**Work required**. Copy out, word for word, everything in the listing below from the line with "Query: green metal railing" down to the line with "M 155 124 L", keeping both of those lines.

**Available data**.
/---
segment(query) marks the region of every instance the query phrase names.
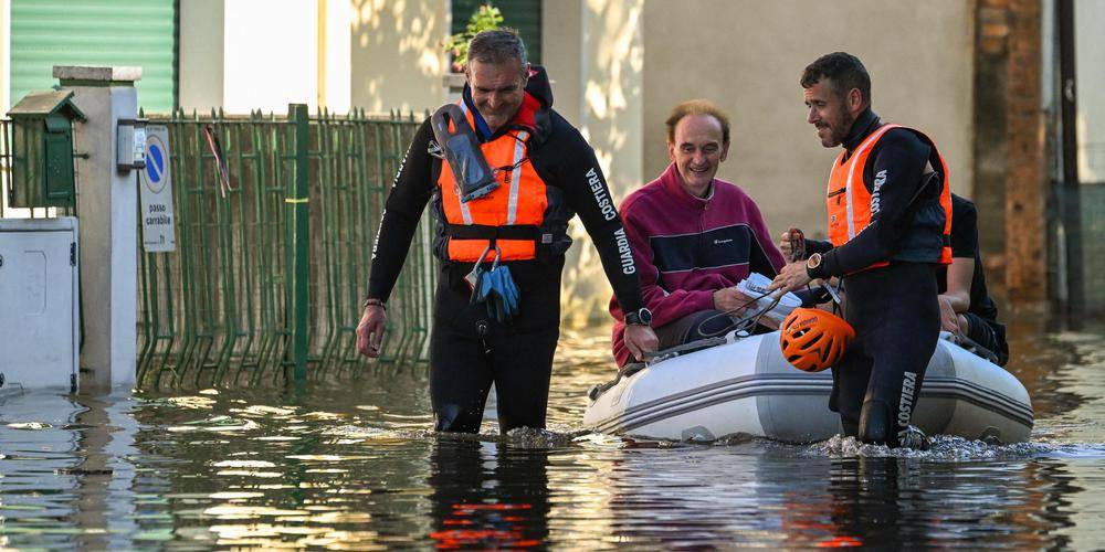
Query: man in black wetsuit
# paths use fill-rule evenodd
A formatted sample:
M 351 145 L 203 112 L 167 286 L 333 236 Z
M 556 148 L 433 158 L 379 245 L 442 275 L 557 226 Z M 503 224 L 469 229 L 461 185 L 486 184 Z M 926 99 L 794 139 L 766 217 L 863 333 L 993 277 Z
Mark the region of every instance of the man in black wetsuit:
M 783 267 L 771 287 L 843 278 L 856 338 L 833 367 L 830 407 L 845 435 L 897 446 L 912 433 L 939 337 L 935 268 L 951 261 L 947 166 L 925 135 L 871 110 L 871 78 L 855 56 L 818 59 L 801 85 L 821 145 L 844 151 L 825 198 L 830 241 L 808 241 L 807 261 Z
M 940 290 L 941 329 L 958 332 L 1009 361 L 1006 327 L 998 322 L 998 307 L 986 290 L 986 274 L 978 251 L 978 211 L 975 203 L 951 194 L 951 264 L 936 274 Z
M 571 244 L 567 227 L 575 213 L 627 312 L 625 340 L 636 358 L 656 347 L 652 315 L 641 299 L 633 253 L 594 151 L 552 110 L 545 70 L 526 62 L 518 35 L 476 35 L 465 76 L 457 106 L 498 185 L 475 199 L 460 193 L 450 164 L 440 159 L 443 145 L 429 119 L 419 127 L 380 223 L 357 348 L 379 355 L 385 305 L 432 200 L 434 254 L 442 261 L 430 339 L 436 429 L 478 432 L 492 383 L 502 432 L 543 428 L 559 338 L 560 274 Z M 508 322 L 491 316 L 482 302 L 470 304 L 473 286 L 465 279 L 477 261 L 490 265 L 496 254 L 520 290 L 518 312 Z

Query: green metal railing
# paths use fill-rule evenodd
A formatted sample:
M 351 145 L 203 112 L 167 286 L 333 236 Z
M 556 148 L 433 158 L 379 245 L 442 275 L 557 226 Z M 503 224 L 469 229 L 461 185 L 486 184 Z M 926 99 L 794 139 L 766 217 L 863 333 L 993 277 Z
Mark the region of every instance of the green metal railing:
M 155 124 L 169 128 L 177 251 L 139 255 L 139 385 L 256 384 L 366 367 L 356 351 L 360 301 L 413 116 L 308 117 L 293 105 L 286 118 L 176 113 Z M 389 301 L 382 362 L 427 357 L 436 274 L 429 219 Z

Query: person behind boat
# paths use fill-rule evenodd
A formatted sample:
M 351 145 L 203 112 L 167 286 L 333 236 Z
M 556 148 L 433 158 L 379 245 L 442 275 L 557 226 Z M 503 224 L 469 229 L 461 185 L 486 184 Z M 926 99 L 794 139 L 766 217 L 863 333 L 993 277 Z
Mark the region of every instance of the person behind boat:
M 774 277 L 783 265 L 756 202 L 717 179 L 729 151 L 729 118 L 704 99 L 667 118 L 671 164 L 622 203 L 621 215 L 652 311 L 660 348 L 724 336 L 751 299 L 736 289 L 750 272 Z M 613 351 L 629 362 L 625 321 L 610 300 Z
M 998 307 L 986 290 L 986 274 L 978 250 L 978 211 L 975 203 L 951 194 L 951 264 L 936 274 L 941 294 L 940 327 L 966 336 L 998 359 L 1009 361 L 1006 327 L 998 323 Z
M 807 261 L 783 267 L 771 288 L 843 278 L 844 318 L 856 338 L 833 367 L 830 408 L 845 435 L 896 446 L 913 434 L 939 338 L 936 267 L 951 262 L 947 166 L 927 136 L 872 112 L 871 79 L 855 56 L 818 59 L 801 85 L 821 145 L 844 149 L 829 177 L 830 241 L 808 241 Z
M 487 195 L 461 201 L 450 164 L 436 157 L 442 145 L 432 139 L 431 120 L 419 127 L 388 197 L 373 246 L 357 348 L 367 357 L 379 355 L 387 321 L 385 304 L 422 211 L 432 199 L 438 219 L 433 251 L 442 262 L 430 339 L 435 427 L 478 432 L 494 383 L 503 432 L 543 428 L 559 338 L 560 275 L 571 244 L 566 231 L 573 213 L 579 213 L 591 235 L 621 306 L 632 314 L 625 338 L 631 353 L 641 357 L 654 349 L 656 337 L 649 327 L 651 314 L 641 299 L 636 266 L 594 152 L 551 108 L 545 70 L 526 62 L 525 44 L 514 31 L 495 30 L 472 39 L 465 77 L 457 105 L 478 135 L 483 158 L 497 168 L 498 185 Z M 476 261 L 482 261 L 481 270 L 485 270 L 496 257 L 519 290 L 509 320 L 499 320 L 502 312 L 491 312 L 490 301 L 472 304 L 477 289 L 465 279 L 477 272 Z M 475 284 L 483 280 L 486 277 Z

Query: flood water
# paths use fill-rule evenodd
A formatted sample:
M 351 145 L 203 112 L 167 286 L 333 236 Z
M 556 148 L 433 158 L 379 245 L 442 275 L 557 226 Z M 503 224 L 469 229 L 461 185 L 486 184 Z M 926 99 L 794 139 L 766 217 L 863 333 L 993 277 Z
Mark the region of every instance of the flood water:
M 424 369 L 304 389 L 0 389 L 0 548 L 684 549 L 1105 544 L 1105 328 L 1010 328 L 1030 444 L 634 443 L 581 426 L 611 375 L 566 335 L 549 432 L 436 435 Z

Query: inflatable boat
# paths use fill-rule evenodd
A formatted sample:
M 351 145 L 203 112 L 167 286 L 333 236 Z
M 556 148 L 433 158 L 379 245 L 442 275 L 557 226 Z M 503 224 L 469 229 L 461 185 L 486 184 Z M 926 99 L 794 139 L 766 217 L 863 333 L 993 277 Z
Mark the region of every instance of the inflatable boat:
M 583 423 L 601 433 L 665 440 L 811 443 L 840 433 L 840 416 L 829 411 L 831 373 L 791 367 L 778 331 L 734 332 L 704 347 L 684 346 L 596 385 Z M 927 435 L 1021 443 L 1032 431 L 1032 403 L 1017 378 L 943 333 L 913 424 Z

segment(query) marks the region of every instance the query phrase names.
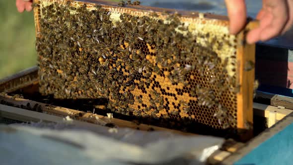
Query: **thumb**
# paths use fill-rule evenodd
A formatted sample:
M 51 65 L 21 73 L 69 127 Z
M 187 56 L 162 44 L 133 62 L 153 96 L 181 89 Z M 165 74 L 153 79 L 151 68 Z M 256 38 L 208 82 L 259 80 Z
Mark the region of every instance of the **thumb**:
\---
**Solution for this exercise**.
Query: green metal railing
# paths use fill-rule evenodd
A formatted sample:
M 351 145 L 203 112 L 167 286 L 333 236 Z
M 556 148 L 433 158 L 379 245 L 442 275 L 557 226 Z M 503 224 L 469 229 L 461 185 L 486 184 Z M 926 99 L 794 139 L 766 217 L 863 333 L 993 277 Z
Mark the region of every instance of the green metal railing:
M 155 124 L 169 128 L 177 251 L 139 255 L 139 385 L 256 384 L 366 367 L 356 351 L 360 301 L 413 116 L 308 117 L 293 105 L 286 118 L 176 113 Z M 389 301 L 382 362 L 427 357 L 436 274 L 429 219 Z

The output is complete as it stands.